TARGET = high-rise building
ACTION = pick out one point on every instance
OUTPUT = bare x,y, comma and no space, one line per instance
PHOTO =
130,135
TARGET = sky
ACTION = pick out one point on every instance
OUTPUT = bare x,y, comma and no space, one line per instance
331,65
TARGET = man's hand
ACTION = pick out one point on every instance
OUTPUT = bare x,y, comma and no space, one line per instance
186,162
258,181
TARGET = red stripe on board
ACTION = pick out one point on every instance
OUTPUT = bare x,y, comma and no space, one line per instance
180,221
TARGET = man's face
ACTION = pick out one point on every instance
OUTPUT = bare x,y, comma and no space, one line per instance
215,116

□ □ □ □

* [Task description]: Copy every row above in full, requests included, multiplying each x,y coordinate in the answers by 1.05 and rounding to whole numbers, halves up.

* [Result of the task]:
TARGET = high-rise building
ACTION = pick out one point on every instance
OUTPUT = bare x,y, comma and no space, one line per instance
PHOTO =
137,142
TARGET = sky
ACTION = pick out one point on every instance
OUTPUT = bare x,y, comma and no space, one line per instance
348,68
TARGET = man's hand
ACTION = pick out one point on every instance
OUTPUT = bare x,y, comma and no space, one line per instance
195,170
271,190
TARGET = red stripe on board
ACTION = pick out one point on every instance
OUTPUT = bare x,y, comma and no space, one line per instance
189,232
TARGET = man's face
ACTION = pick out one point on every instance
OUTPUT = bare x,y, comma and no space, one line per instance
226,122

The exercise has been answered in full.